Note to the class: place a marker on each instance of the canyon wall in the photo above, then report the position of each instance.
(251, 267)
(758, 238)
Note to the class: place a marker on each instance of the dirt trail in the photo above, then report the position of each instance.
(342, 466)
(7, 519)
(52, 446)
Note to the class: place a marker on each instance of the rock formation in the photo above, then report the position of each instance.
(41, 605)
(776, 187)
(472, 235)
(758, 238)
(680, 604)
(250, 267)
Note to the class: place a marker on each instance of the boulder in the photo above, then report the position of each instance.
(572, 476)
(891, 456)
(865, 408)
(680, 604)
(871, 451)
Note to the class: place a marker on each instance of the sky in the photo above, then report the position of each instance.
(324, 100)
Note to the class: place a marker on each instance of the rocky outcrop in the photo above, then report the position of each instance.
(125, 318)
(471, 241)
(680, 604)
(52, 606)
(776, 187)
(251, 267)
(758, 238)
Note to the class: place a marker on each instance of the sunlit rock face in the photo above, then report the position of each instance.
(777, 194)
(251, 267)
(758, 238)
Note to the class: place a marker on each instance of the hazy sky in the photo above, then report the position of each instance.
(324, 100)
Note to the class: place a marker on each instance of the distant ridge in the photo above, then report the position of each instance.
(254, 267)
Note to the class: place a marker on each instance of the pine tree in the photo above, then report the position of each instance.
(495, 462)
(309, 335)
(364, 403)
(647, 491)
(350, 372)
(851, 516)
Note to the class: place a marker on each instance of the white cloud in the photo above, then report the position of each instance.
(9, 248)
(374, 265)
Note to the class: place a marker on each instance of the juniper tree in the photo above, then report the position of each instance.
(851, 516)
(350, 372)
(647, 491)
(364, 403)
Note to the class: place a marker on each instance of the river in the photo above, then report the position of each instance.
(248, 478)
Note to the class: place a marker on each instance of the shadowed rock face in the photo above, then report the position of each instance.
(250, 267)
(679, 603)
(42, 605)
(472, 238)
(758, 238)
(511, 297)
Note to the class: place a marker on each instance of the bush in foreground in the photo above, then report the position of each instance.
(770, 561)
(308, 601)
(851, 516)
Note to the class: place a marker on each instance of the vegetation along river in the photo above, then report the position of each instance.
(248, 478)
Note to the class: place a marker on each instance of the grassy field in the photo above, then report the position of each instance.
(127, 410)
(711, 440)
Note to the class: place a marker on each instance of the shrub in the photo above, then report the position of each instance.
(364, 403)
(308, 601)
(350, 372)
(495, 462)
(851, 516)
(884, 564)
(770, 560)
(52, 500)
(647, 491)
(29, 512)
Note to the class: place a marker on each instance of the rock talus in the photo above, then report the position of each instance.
════════════════════
## TASK INSTRUCTIONS
Reproduce all of the lines above, replacing every occurrence of "place a marker on" with "put a pin on" and leaving all other text unchanged.

## SOLUTION
Note to the class: put a pin on each instance of the canyon wall in the photo above, then report the position of each instance.
(251, 267)
(758, 238)
Note to the class: put a pin on each instance of the dirt trail in the photo above, then report the position of each instance.
(342, 466)
(7, 519)
(52, 446)
Note to the class: put a pin on each instance of the rock formation in the photo above, then report the position of each instance.
(41, 605)
(776, 187)
(472, 235)
(758, 238)
(680, 604)
(250, 267)
Note to the class: put a pin on each instance of the boulder in the photo above, then report the position of each instance.
(572, 476)
(891, 456)
(865, 408)
(680, 604)
(871, 451)
Note to the class: put a pin on each instance of the sky in the photo above, then report the position of each instance.
(324, 100)
Note to the class: put a pin on each instance of the rocky outcrop in the photo above, then report the position of each instance.
(125, 318)
(471, 241)
(680, 604)
(52, 606)
(776, 187)
(251, 267)
(758, 238)
Note to the class: put a pin on each instance of the sunlit rock face in the photo above, then report the position of each instance.
(777, 194)
(251, 267)
(758, 238)
Note to the class: put a pin on each instance of the hazy sky in the photo above, then report the position of each instance.
(324, 100)
Note to the class: put a pin on each instance of the distant ridge in the photo above, then report the position of each instance.
(254, 267)
Note to the class: put a pin on each instance of the pine tree in the photo above, then report the position of each instance.
(495, 462)
(309, 335)
(364, 403)
(647, 491)
(350, 372)
(851, 516)
Note to the class: put a pin on each instance of the white cloud in the photo above, then report the position of each instance.
(9, 248)
(374, 265)
Note to the class: put a pin on each instance of the juniper tree in the photo above, then report the position of each instance.
(851, 516)
(350, 372)
(647, 491)
(364, 403)
Note to the class: put a pin on each instance of the river in the photo above, then report the position of each instance.
(248, 478)
Note to the class: put a pin on each instance of the shadowed rock face in the photo above, then report the position of each instance.
(250, 267)
(679, 603)
(42, 605)
(472, 238)
(758, 238)
(511, 297)
Note to the class: put a pin on each instance of the bush in foreground in the photo above, then report the position of each instance.
(770, 561)
(308, 601)
(851, 516)
Note to the class: put a pin on each instance of the vegetation along river in the photo above, then report the position of each instance.
(248, 478)
Note to the class: put a pin on each instance of the grassy field in the photo above, then report the position of each instance.
(127, 410)
(711, 440)
Note to the class: put a pin on each instance of the shrub in the photo above, then report the position of each instance.
(364, 403)
(308, 601)
(350, 372)
(495, 462)
(851, 516)
(884, 564)
(770, 560)
(52, 500)
(647, 491)
(29, 512)
Note to the class: put a pin on each instance of the rock talus in the photo above, then report the position of each instance.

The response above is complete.